◆ **Problem to work on**
Each line below should be repeated exactly as written, with no pictures carried over.

Image-grounded pointing data
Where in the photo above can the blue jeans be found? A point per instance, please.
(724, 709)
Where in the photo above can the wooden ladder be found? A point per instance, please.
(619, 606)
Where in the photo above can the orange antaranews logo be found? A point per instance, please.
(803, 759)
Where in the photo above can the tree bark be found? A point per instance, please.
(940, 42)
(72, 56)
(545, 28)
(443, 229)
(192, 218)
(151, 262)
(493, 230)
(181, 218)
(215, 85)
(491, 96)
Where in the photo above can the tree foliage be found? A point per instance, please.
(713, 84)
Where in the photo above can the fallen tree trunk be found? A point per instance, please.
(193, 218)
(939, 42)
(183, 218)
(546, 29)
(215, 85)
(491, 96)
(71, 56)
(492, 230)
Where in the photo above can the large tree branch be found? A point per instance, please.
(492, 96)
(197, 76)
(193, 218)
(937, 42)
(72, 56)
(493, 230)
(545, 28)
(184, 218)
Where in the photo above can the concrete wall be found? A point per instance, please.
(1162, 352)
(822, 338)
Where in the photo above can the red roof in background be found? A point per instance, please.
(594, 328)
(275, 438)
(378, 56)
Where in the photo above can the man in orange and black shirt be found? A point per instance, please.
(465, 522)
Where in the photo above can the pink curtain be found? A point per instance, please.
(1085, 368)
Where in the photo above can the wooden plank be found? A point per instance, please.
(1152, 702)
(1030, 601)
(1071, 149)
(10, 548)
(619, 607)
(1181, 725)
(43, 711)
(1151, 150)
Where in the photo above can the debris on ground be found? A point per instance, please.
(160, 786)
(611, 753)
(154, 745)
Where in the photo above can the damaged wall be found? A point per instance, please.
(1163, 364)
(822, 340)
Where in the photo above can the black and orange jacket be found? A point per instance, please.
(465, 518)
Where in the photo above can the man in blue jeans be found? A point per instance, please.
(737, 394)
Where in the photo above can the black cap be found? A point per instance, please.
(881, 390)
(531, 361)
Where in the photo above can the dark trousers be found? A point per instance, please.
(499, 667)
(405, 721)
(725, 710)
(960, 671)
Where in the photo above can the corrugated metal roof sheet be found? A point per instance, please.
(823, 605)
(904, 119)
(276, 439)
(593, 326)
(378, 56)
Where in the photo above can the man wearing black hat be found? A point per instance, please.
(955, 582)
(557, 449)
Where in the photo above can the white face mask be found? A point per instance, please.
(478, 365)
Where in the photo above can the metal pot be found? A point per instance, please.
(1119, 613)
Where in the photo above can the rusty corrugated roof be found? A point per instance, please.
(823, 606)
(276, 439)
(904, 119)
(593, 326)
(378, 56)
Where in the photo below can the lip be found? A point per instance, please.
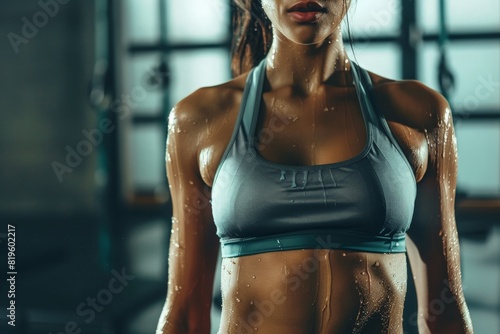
(307, 7)
(306, 11)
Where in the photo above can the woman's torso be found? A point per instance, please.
(312, 291)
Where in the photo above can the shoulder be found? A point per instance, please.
(205, 106)
(410, 102)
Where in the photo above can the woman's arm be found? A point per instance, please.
(193, 245)
(433, 247)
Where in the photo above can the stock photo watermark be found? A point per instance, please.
(30, 26)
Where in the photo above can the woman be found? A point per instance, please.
(310, 170)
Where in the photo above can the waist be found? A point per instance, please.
(317, 239)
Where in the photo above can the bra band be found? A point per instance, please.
(313, 240)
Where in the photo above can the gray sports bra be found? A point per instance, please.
(362, 204)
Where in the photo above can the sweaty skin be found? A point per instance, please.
(313, 291)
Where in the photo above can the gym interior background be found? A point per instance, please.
(85, 90)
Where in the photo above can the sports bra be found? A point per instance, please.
(363, 204)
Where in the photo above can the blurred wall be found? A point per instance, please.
(46, 60)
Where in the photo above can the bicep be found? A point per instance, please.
(433, 248)
(193, 242)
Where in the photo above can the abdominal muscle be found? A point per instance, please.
(316, 291)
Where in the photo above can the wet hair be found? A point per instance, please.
(252, 35)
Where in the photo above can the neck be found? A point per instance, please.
(305, 67)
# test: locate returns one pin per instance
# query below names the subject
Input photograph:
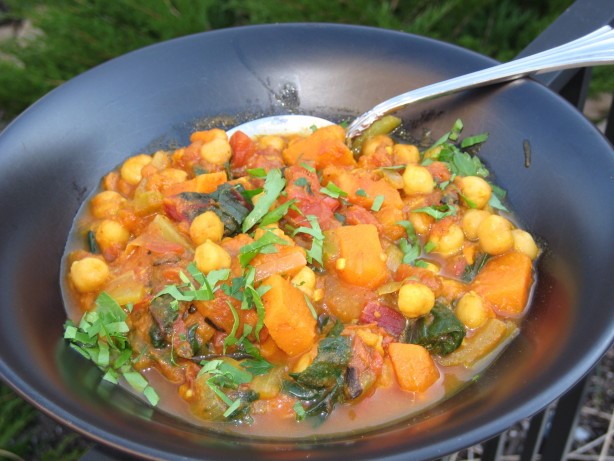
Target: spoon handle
(596, 48)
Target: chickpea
(206, 226)
(417, 180)
(305, 281)
(495, 235)
(111, 233)
(174, 175)
(524, 243)
(471, 220)
(131, 169)
(216, 151)
(472, 311)
(209, 256)
(405, 153)
(450, 242)
(274, 142)
(415, 300)
(89, 274)
(476, 190)
(372, 144)
(106, 204)
(161, 160)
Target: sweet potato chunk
(326, 146)
(360, 257)
(204, 184)
(415, 369)
(505, 282)
(288, 317)
(287, 261)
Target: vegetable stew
(288, 285)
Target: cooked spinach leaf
(320, 385)
(227, 201)
(440, 332)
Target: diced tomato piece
(390, 320)
(242, 148)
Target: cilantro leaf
(437, 211)
(102, 337)
(317, 245)
(473, 140)
(273, 186)
(265, 244)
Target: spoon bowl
(595, 48)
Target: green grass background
(71, 36)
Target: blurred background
(45, 43)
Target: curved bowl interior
(53, 156)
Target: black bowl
(55, 153)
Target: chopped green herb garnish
(257, 172)
(273, 186)
(301, 414)
(473, 140)
(265, 244)
(189, 291)
(470, 203)
(102, 337)
(315, 252)
(437, 211)
(496, 198)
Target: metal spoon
(596, 48)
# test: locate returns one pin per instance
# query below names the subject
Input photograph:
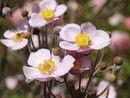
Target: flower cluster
(67, 54)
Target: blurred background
(112, 16)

◆ **Answer area**
Where in the photo above can the blue jeans be found? A point per instance, please.
(724, 709)
Where in the photo above can the wooden ladder be found? A point per instance, please.
(619, 606)
Where in the photo above can the orange antaranews logo be found? A point per instance, please.
(803, 759)
Where in the photo above can the tree bark be found? A point per instance, please.
(940, 42)
(72, 56)
(545, 28)
(443, 229)
(192, 218)
(151, 262)
(493, 230)
(181, 218)
(215, 85)
(491, 96)
Where in the photo above can the tree foliage be found? A point per instance, please.
(713, 84)
Where in the photo above can the fallen tree trunk be found? A point per instance, please.
(193, 218)
(939, 42)
(183, 218)
(546, 29)
(215, 85)
(491, 96)
(71, 56)
(492, 230)
Where in the photo above can the large tree branch be found? A point per instance, please.
(492, 96)
(197, 76)
(193, 218)
(937, 42)
(72, 56)
(493, 230)
(545, 28)
(184, 218)
Where in the photo above can the concrete wall be found? A point per instance, please.
(1162, 352)
(822, 338)
Where in the photo above can the red roof in background be found? A point per instance, please.
(594, 328)
(275, 438)
(378, 56)
Where in the photo above can the man in orange and black shirt be found? A point per instance, please.
(465, 522)
Where in the photo above can the pink curtain be found? A point per instance, please.
(1085, 368)
Where in the photo above can the wooden plank be found? A point per instance, please.
(1152, 702)
(1030, 601)
(1071, 149)
(10, 548)
(619, 607)
(1181, 725)
(43, 711)
(1151, 150)
Where in the photo above can the debris on ground be found? A point per instance, please.
(160, 786)
(611, 753)
(154, 745)
Where in the photo above can the damaged wall be found? A point per instance, please.
(1163, 364)
(822, 340)
Where in the photo above can the black and orange jacket be found? A point per instance, please.
(465, 518)
Where in the photo above can the man in blue jeans be found? A point per instance, please.
(737, 394)
Where in the photo above can the black cap be found? A point per instance, please.
(881, 390)
(531, 361)
Where in the photo above can the dark trousers be found? A point per instance, please.
(499, 667)
(405, 721)
(725, 710)
(960, 671)
Where in the photo above can the corrugated metal roof sheet be found? A point per instance, please.
(823, 605)
(904, 119)
(276, 439)
(593, 326)
(378, 56)
Where in the photo above can the man wearing black hat be found? A point per instance, please.
(955, 582)
(557, 449)
Where in the photo above can the white face mask be found? A point per instance, please.
(478, 365)
Where in the photo above can the metal pot be found? A point per instance, please.
(1119, 613)
Where in the photo above can the rusty corrugated roof be found? A point per instance, please.
(823, 606)
(276, 439)
(904, 119)
(593, 326)
(378, 56)
Where in the photo below can the lip be found? A point per instance, please.
(307, 7)
(306, 11)
Where in the photo above can the woman's torso be found? A point per instance, please.
(312, 291)
Where in the photo above can the shoulder be found? A point per instance, please.
(205, 106)
(410, 102)
Where in the photo above can the woman's arm be found? A point per instance, please.
(193, 245)
(433, 247)
Where in the photo above can the stock photo watermark be found? A point per instance, please.
(30, 26)
Where in the photo above can the woman be found? A point per instance, please.
(310, 170)
Where in the photo above can the waist be found? A point per instance, please.
(317, 239)
Where in the photo above can the bra band be found? A point per instance, please.
(313, 240)
Where in the photo above can the gray sports bra be found? A point per instance, please.
(362, 204)
Where in the photo above can the sweaty skin be found? A point per instance, please.
(313, 291)
Where in the photo above can the gym interior background be found? A point per instance, please.
(85, 90)
Where in the photo above can the sports bra be found? A point per instance, please.
(363, 204)
Where in the photo above can the blurred wall be found? A point per instance, please.
(46, 60)
Where in the photo above can the bicep be found? A point per instance, please.
(433, 248)
(193, 242)
Where in the photo above can the abdominal muscle be found? A point per instance, please.
(316, 291)
Where in the photo above can the wet hair be found? A point per instance, please.
(252, 35)
Where in the photo above can the neck be found? A point per instance, please.
(305, 67)
# test: locate returns one pin per instance
# query below names the subject
Input photograph:
Target: spoon handle
(596, 48)
Target: chickpea
(206, 226)
(417, 180)
(305, 281)
(495, 235)
(111, 233)
(174, 175)
(524, 243)
(471, 220)
(131, 169)
(216, 151)
(472, 311)
(209, 256)
(405, 153)
(450, 242)
(274, 142)
(415, 300)
(89, 274)
(476, 190)
(372, 144)
(106, 204)
(161, 160)
Target: sweet potato chunk
(326, 146)
(360, 257)
(204, 184)
(415, 369)
(505, 282)
(288, 317)
(287, 261)
Target: vegetable stew
(288, 285)
Target: cooked spinach leaf
(320, 385)
(227, 201)
(440, 332)
Target: diced tomato piece
(390, 320)
(242, 148)
Target: cilantro leaf
(437, 211)
(102, 337)
(317, 245)
(473, 140)
(273, 186)
(265, 244)
Target: spoon bowl
(595, 48)
Target: green grass background
(71, 36)
Target: blurred background
(45, 43)
Target: curved bowl interior
(53, 156)
Target: black bowl
(55, 153)
Target: chopped green herb garnish
(257, 172)
(273, 186)
(301, 414)
(473, 140)
(265, 244)
(189, 291)
(470, 203)
(102, 337)
(315, 252)
(437, 211)
(496, 198)
Target: metal spoon
(596, 48)
# test: locate returns one pin per instance
# query below names the subject
Input photograph:
Target: flower cluster
(67, 54)
Target: blurred background
(112, 16)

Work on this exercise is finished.